(WHAT YOU WILL DO): Only text is carried over. Reproduce the entries below exactly.

(EXERCISE DATA):
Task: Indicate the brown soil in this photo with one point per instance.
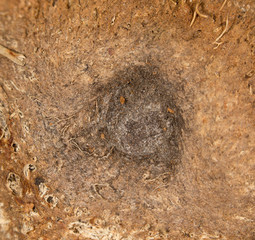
(126, 122)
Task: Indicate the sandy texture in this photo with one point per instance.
(74, 161)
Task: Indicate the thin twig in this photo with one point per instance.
(197, 12)
(222, 6)
(15, 57)
(193, 19)
(221, 35)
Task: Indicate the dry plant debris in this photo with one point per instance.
(15, 57)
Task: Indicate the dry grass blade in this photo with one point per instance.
(197, 12)
(223, 4)
(221, 35)
(15, 57)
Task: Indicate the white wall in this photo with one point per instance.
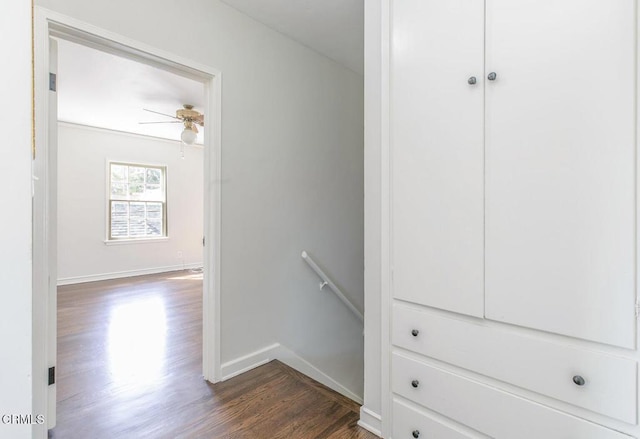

(WRITTEN ANSWER):
Task: Indicate the brown soil in this photo with one point per instance.
(126, 122)
Task: Indicate the sandy texture in this photo with one point per instance.
(74, 161)
Task: Indicate the thin twig in this photo with one point per instance.
(197, 12)
(222, 6)
(15, 57)
(193, 19)
(221, 35)
Task: Indicate the dry plant debris in this photo with one point per instance.
(15, 57)
Task: Indicate the dry grass blade in this photo with one point per instance.
(197, 12)
(223, 4)
(221, 35)
(15, 57)
Task: Indicate the white wall in this photo with one point per instance.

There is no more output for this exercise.